Some records ->
□ □ □ □ □ □ □
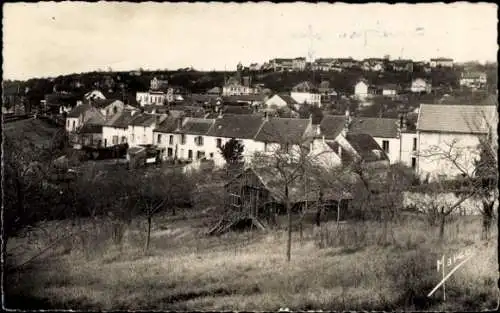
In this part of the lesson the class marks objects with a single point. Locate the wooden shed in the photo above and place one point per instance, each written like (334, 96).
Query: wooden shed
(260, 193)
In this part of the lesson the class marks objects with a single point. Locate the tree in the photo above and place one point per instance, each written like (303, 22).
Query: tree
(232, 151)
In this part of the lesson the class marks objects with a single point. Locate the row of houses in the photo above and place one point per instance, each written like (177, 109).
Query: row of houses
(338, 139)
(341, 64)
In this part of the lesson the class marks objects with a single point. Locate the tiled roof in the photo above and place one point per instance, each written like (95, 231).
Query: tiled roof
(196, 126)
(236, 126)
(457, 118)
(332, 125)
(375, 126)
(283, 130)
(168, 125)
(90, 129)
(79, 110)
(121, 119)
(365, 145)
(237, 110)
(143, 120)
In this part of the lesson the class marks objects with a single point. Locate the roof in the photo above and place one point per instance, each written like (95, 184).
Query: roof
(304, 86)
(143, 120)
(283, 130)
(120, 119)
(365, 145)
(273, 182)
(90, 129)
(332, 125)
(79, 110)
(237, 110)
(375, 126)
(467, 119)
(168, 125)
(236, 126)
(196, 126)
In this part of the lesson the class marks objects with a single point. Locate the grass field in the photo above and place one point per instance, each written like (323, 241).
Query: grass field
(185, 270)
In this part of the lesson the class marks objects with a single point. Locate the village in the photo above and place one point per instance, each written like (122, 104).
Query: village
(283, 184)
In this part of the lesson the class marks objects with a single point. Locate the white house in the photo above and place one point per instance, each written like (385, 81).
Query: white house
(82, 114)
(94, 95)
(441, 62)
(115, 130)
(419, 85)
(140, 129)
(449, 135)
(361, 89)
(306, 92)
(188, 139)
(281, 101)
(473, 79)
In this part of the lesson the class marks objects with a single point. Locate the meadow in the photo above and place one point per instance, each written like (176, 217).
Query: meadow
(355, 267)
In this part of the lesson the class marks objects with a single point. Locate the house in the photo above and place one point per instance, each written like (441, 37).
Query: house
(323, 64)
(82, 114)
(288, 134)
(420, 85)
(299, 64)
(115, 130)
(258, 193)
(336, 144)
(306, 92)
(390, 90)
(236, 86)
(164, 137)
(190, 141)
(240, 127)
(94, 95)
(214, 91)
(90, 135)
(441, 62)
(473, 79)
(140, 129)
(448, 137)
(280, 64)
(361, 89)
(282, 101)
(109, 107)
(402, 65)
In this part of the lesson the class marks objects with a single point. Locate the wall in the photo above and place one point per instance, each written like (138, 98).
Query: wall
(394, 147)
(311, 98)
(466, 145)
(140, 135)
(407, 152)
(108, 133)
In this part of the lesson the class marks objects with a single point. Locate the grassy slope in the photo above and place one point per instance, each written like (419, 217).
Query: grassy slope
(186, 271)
□ □ □ □ □ □ □
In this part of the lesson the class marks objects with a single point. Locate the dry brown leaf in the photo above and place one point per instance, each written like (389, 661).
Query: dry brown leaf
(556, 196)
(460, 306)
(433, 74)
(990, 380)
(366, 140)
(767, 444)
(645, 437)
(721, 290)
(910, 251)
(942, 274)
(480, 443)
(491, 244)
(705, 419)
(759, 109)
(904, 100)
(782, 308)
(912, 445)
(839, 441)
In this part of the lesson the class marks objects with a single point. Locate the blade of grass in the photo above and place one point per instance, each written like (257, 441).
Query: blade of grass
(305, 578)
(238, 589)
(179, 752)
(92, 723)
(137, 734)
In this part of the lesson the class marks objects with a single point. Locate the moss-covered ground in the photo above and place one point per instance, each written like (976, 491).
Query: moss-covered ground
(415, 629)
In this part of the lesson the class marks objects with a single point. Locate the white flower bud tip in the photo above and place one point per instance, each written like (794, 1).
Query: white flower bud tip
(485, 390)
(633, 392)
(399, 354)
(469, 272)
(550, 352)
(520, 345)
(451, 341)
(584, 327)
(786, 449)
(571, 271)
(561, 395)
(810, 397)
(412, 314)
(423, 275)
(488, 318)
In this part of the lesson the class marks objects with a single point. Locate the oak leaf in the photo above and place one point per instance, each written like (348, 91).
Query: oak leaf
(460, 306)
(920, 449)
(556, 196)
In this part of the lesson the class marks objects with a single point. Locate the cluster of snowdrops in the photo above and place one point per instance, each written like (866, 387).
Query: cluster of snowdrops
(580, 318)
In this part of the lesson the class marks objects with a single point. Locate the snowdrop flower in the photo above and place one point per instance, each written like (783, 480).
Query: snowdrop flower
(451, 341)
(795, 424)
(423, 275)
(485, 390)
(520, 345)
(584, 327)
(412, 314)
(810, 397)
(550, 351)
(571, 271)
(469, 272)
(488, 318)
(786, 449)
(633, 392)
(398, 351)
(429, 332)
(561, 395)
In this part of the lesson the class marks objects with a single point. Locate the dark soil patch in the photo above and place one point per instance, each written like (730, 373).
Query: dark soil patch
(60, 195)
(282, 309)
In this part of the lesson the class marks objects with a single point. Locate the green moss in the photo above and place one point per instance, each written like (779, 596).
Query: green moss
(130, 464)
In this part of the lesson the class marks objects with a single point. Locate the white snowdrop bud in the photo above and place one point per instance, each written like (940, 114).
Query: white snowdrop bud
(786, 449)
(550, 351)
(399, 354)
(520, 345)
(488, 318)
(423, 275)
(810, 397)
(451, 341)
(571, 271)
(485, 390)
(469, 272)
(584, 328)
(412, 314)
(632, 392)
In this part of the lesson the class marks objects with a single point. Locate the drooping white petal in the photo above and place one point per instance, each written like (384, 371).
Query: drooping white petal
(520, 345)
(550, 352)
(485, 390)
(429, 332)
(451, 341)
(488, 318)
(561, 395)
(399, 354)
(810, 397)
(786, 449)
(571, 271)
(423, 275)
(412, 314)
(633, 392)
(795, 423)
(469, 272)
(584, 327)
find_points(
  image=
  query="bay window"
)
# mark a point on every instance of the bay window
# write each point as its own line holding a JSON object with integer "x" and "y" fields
□ □ □ □ □ □ □
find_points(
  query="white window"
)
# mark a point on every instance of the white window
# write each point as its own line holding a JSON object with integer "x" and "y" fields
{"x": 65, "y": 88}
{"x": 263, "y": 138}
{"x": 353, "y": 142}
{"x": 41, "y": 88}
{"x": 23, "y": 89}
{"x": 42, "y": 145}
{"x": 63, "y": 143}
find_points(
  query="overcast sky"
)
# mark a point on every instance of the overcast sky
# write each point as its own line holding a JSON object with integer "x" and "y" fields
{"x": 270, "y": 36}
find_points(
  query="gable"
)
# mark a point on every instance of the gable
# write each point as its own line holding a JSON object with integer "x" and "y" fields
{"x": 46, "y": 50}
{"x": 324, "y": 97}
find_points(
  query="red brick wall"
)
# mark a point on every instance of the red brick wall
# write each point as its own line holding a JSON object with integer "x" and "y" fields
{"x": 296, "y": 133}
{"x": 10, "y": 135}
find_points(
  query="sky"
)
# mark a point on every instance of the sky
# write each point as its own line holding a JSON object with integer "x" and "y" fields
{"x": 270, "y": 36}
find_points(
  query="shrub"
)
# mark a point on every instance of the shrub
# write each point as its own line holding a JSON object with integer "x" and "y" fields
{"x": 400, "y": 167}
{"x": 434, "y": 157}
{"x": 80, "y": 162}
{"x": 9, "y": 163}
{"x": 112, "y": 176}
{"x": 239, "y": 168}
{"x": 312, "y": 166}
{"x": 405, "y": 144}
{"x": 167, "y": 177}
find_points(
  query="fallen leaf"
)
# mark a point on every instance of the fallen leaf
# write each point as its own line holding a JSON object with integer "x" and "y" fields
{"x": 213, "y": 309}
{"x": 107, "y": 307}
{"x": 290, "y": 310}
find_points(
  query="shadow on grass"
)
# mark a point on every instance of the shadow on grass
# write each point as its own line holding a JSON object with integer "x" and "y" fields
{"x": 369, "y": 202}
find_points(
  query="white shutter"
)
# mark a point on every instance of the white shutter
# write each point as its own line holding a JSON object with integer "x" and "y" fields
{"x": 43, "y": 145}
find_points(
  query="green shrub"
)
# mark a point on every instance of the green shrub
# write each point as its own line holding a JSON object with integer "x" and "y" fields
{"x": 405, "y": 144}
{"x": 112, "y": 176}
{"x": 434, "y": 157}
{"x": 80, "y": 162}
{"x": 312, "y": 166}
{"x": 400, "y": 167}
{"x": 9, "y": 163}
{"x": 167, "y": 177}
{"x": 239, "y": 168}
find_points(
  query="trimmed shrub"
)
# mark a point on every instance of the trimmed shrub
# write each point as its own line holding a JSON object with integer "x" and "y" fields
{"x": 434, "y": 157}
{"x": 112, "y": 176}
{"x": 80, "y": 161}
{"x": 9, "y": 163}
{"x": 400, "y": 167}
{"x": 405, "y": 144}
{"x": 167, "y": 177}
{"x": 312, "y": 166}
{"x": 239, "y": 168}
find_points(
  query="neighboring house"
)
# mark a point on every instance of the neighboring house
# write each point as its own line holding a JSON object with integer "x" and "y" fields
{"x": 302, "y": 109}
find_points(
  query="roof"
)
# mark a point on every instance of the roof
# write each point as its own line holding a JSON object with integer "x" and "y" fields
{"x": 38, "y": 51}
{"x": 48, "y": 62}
□ □ □ □ □ □ □
What the task requires -> Tally the lines in the rows above that contain the string "cluster", treating uppercase and lowercase as different. Give only the number.

Written answer -> 2